Ja tam wolę napić się piwa, niż oglądać kolejną pierdołę o romantycznej miłości. Wyjątek to trzy filmy; ten serial "Duma i uprzedzenie" z 1995, "Rozważna i romantyczna" z 2008 i polskie "Pożegnania". Może mam słabość do Jane Austen bo trawię też "Emmę" w obu wersjach, "Mansfield Park", a nawet "Perswazje" :). Tylko "Opactwo Northanger" było już ponad moje siły :)
Ja natomiast mam ogromną słabość do "Dumy i uprzedzenia" z 2005 roku. Oglądałam ten film wiele razy i wciąż nie mam dość. Co do wersji z 1995 to długo się do niej zabierałam. Pewnie dlatego, że byłam zauroczona jej nowszą wersją. Ogólnie uwielbiam wszystkie ekranizacje powieści Jane Austen. Uważam je za wyjątkowo udane. Mają wyjątkowy i specyficzny klimat. Czasami nawet myślę, że urodziłam się w nieodpowiedniej epoce. Co do "Opactwa Northanger" to może nie jest to idealna ekranizacja, jednak ma swój urok. Jedyne czego nie mogłam ścierpieć to aktorki odgrywającej główną rolę. Strasznie mnie irytowała.
Ja nie cierpię wersji z 2005 roku. Aktorzy są koszmarnie dobrani, jedynie Jane mi tam przypadła do gustu. Witek, większość facetów, których znam, za żadne skarby nie dałaby się namówić na seans filmów z serii Jane Austen. Ale widać gdzieś jeszcze są wyjątki. :)

※

**OPIS ZADANIA**
Która ekranizacja powieści Jane Austen okazała się ponad siły w pierwszej wypowiedzi tekstu o filmach według Jane Austen? Rekordy pochodzą z innego źródła niż tekst.

※

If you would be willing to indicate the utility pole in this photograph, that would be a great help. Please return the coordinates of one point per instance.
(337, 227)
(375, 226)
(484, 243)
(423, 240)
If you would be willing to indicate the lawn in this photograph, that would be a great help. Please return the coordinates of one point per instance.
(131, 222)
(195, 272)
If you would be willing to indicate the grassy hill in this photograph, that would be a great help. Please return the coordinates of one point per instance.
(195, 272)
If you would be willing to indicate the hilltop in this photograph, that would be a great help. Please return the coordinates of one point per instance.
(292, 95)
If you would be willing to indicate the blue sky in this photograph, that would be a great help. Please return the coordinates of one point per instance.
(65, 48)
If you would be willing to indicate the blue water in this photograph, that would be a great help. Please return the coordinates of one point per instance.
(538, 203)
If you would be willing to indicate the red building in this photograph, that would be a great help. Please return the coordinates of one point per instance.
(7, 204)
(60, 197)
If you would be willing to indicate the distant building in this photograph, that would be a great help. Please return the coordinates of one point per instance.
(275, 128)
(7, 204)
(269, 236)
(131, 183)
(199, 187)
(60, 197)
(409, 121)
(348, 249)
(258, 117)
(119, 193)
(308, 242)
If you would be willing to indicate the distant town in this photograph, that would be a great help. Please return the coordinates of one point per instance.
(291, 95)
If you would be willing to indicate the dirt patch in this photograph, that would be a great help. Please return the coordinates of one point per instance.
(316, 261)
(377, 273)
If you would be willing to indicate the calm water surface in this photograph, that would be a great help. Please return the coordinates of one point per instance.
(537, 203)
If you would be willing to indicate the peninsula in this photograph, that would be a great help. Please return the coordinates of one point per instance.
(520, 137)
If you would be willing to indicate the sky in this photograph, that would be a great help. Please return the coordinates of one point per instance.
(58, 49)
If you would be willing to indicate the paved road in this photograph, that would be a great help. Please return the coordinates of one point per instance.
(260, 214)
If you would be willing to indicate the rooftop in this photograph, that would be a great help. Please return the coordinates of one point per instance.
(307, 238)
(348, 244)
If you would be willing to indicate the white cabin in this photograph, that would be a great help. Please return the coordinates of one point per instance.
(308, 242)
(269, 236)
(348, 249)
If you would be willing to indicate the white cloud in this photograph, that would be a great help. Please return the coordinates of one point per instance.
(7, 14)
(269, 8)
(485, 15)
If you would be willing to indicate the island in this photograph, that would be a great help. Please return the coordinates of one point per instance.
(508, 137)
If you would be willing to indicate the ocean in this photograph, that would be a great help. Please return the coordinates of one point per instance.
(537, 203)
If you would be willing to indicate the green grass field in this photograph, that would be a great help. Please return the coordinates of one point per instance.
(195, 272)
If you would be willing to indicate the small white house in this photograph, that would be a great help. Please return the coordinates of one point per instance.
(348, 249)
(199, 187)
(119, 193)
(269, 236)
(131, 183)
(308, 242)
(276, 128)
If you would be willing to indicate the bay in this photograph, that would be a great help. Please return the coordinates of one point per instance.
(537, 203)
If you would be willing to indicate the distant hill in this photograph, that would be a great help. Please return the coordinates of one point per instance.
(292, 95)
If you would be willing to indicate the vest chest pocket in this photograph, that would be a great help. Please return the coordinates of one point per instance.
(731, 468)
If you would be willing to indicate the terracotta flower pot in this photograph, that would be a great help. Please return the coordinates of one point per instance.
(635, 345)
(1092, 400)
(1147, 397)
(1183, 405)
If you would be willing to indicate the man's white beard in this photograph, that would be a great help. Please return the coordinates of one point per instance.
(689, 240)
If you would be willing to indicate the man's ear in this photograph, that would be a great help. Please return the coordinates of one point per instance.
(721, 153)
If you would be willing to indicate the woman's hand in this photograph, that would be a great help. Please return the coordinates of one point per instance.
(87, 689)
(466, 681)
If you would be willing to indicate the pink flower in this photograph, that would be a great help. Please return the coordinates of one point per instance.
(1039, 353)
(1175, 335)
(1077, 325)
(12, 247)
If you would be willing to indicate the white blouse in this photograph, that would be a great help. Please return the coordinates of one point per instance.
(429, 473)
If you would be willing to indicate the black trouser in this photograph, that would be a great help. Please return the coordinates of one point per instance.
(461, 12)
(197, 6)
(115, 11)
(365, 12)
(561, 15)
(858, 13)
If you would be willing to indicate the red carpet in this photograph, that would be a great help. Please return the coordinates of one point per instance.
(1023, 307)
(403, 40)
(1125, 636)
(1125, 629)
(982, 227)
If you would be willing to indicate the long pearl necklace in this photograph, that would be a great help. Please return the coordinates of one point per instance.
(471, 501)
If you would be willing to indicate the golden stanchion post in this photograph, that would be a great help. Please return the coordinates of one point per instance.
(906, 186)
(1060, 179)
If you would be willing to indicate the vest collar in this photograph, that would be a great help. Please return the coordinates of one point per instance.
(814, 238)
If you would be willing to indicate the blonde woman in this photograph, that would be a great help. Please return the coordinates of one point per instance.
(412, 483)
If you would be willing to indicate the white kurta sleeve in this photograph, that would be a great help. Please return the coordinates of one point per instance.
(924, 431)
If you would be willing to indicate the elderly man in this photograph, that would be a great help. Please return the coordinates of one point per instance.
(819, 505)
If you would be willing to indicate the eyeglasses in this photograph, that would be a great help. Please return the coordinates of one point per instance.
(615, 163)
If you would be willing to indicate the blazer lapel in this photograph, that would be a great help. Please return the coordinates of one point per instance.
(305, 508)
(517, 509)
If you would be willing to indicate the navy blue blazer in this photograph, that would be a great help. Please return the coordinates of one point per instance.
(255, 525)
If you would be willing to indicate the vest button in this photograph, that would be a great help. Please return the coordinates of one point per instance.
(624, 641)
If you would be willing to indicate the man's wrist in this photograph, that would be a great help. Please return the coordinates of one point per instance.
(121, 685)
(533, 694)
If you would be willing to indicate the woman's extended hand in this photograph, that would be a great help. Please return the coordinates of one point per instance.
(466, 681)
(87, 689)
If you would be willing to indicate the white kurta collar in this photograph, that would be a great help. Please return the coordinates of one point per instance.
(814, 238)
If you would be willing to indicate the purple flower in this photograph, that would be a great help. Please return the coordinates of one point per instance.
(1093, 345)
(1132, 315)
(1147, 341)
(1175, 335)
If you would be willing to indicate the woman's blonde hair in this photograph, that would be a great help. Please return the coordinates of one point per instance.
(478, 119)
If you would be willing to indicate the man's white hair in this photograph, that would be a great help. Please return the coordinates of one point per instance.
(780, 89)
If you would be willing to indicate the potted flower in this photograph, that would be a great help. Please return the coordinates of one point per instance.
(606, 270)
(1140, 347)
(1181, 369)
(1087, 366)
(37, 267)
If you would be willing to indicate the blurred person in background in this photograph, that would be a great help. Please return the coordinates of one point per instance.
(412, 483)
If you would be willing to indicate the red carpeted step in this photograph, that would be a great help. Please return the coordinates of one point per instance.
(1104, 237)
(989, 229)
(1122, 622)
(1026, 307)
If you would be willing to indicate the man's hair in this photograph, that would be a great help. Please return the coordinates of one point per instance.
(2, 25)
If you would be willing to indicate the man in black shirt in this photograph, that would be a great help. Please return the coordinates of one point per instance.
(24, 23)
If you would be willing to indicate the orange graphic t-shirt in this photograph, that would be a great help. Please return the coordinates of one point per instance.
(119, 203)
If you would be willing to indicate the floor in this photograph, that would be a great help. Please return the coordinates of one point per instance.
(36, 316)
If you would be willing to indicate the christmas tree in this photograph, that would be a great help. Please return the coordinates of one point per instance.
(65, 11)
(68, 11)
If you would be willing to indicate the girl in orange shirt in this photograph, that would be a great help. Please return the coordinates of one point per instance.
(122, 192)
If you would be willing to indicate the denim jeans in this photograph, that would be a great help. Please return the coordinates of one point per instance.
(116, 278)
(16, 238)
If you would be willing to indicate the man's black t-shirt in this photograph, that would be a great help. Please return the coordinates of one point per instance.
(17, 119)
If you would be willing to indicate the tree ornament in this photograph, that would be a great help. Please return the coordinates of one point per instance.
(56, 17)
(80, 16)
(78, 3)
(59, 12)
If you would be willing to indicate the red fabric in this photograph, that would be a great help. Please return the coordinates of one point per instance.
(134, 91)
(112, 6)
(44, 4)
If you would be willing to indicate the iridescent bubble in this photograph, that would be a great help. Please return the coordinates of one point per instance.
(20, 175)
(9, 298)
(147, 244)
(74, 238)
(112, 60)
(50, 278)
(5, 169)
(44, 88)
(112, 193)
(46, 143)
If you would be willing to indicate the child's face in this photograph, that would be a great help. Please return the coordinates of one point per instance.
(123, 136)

※

**ODPOWIEDŹ NA ZADANIE**
„Opactwo Northanger”.